▶ _Supplied passage_
===============

Specialty Choice Inventory (SCI-45)
The Joint Centre for Education in Medicine at the British Postgraduate Medical Federation asked me when at Goldsmiths College London in 1998 to develop a new questionnaire designed to match medical students to an appropriate choice of specialty.
Following the usual qualitative test construction, design, pilot and item analysis phases of psychometric test development, the resultant questionnaire, the Specialty Choice Inventory (SCI-45), was incorporated into a computer program that provided for online administration, scoring and report writing.
The SCI-45 contains 130 statements about aspects of a medical career, each with 4 response categories, and on the basis of the candidates responses applies a scoring algorithm and builds a profile of the respondent that matches that profile to 45 medical specialties. This enables the user to find the best fit and offer advice on career choice or guide a selection panel to the areas of questioning when there is some disparity.
The SCI-45 was published in 2002 in Medical Education 36(7) by Rodney Gale and Janet Grant.
The Purpose of the SCI-45 in 2002
The original purpose of the SCI-45 was to aid in the shortlisting of candidates for interview and guide the interview panel towards important areas of match or mismatch between the candidate’s profile and that desired. Selection panels can use the derived profiles and add particular local requirements. However, it also subsequently proved to be of considerable benefit to medical students themselves in identifying an appropriate specialty choice.

===============

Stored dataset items
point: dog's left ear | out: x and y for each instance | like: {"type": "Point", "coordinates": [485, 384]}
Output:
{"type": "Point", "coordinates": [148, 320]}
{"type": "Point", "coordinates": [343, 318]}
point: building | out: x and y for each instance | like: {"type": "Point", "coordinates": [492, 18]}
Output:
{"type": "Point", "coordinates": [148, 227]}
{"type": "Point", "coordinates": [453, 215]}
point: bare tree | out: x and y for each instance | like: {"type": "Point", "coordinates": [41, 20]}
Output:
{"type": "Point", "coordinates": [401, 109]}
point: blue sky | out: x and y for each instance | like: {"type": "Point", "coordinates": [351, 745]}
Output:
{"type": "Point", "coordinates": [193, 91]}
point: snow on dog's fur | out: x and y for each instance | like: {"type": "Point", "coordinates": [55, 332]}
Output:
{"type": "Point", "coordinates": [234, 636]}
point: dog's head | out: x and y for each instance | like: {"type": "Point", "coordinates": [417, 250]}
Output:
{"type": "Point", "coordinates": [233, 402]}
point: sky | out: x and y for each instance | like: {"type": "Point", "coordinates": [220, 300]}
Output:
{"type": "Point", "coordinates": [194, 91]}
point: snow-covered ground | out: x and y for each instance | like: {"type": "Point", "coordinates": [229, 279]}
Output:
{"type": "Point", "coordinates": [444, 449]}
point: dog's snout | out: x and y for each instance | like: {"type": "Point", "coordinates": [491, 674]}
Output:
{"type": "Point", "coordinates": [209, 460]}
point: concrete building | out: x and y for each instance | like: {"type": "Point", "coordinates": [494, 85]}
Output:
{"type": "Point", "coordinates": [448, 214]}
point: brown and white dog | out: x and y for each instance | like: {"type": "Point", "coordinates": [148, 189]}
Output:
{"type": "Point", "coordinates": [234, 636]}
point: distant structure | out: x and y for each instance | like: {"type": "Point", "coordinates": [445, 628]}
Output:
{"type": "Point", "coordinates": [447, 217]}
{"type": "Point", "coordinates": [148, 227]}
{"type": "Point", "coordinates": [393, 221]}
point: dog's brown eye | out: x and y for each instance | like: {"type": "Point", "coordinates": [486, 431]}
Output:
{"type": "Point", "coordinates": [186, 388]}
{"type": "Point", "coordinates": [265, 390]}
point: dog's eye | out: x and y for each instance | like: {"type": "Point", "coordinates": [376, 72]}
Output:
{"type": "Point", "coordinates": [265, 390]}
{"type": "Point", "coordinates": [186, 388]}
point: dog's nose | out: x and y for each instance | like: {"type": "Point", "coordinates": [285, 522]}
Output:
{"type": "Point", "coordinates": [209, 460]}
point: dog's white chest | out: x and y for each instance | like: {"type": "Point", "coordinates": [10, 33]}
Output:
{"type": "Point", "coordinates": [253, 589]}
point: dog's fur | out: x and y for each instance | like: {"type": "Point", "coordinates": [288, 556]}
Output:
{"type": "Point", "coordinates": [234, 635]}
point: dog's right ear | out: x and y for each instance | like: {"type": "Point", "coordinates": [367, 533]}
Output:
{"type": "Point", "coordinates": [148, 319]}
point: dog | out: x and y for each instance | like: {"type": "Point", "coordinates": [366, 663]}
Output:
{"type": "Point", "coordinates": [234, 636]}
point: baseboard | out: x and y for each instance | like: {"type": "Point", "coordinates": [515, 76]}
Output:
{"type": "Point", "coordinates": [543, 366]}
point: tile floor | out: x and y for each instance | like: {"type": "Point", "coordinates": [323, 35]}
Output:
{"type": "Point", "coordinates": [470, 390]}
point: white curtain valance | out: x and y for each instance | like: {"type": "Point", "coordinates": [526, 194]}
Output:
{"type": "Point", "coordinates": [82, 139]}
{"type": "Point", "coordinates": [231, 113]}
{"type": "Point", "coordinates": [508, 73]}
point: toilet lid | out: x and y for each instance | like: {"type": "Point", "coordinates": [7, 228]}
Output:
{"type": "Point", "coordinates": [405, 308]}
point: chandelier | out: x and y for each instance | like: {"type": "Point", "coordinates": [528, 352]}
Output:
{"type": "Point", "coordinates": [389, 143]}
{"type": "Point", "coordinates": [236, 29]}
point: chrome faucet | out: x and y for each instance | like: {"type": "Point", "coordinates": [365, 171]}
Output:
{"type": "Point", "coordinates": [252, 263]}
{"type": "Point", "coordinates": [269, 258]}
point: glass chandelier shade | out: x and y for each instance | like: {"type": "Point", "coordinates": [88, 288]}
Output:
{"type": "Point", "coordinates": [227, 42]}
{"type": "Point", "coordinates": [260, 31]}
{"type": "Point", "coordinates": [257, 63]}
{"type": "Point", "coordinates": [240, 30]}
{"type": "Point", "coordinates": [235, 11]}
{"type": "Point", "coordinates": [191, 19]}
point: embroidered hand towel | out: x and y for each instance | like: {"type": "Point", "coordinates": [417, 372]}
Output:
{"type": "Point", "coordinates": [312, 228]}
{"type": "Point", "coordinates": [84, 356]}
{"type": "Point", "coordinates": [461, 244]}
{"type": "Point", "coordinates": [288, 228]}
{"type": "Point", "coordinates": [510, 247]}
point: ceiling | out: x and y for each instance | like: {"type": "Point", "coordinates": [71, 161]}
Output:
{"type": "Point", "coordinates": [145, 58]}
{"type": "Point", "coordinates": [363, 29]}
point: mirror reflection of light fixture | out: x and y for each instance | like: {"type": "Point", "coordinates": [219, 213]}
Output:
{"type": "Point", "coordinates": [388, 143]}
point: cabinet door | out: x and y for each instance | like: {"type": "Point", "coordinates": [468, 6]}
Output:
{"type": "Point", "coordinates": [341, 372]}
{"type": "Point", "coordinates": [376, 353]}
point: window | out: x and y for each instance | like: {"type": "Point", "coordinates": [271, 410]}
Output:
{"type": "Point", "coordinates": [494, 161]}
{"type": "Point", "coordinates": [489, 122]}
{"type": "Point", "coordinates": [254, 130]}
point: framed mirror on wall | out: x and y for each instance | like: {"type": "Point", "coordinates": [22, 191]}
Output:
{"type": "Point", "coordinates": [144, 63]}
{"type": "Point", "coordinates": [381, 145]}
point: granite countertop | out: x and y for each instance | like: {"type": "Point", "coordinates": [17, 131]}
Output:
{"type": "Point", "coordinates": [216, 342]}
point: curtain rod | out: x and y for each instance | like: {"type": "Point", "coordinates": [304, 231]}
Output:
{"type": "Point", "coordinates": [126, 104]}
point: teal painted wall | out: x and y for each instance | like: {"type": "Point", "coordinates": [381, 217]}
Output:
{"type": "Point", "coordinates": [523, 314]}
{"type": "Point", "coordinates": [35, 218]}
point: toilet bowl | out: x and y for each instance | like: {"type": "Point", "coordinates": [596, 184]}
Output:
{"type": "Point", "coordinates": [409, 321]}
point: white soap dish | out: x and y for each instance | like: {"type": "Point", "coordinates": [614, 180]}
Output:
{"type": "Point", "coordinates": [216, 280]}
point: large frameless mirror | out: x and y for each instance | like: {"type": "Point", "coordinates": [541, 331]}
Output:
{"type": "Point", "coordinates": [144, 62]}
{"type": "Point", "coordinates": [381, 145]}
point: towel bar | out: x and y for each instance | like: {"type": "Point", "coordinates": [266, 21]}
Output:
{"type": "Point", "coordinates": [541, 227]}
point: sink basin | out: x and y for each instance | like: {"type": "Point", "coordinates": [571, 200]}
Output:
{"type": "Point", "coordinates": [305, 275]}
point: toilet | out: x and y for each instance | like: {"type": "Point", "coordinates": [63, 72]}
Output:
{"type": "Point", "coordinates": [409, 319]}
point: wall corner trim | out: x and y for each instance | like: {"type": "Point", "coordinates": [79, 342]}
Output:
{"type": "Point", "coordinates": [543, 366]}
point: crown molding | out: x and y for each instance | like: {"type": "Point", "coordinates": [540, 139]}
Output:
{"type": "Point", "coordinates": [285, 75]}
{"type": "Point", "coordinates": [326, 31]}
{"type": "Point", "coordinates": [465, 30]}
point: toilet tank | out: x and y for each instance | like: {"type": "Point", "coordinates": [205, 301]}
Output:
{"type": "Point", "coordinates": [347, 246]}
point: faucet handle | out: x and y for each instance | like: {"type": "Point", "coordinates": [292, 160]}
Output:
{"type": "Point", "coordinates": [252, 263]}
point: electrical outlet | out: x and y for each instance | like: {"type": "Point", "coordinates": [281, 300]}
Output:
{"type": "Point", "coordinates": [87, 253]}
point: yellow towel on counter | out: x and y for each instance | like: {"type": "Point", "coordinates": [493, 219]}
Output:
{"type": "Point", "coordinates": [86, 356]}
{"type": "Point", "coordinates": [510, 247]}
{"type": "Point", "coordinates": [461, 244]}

===============

▶ _Problem set_
1: Transcribe everything in the passage on the Specialty Choice Inventory from "Following the usual" down to "and report writing.".
2: List the phases of psychometric test development named in the passage on the Specialty Choice Inventory.
Rely on nothing but the passage on the Specialty Choice Inventory.

▶ _Results by task_
1:
Following the usual qualitative test construction, design, pilot and item analysis phases of psychometric test development, the resultant questionnaire, the Specialty Choice Inventory (SCI-45), was incorporated into a computer program that provided for online administration, scoring and report writing.

2:
- qualitative test construction
- design
- pilot
- item analysis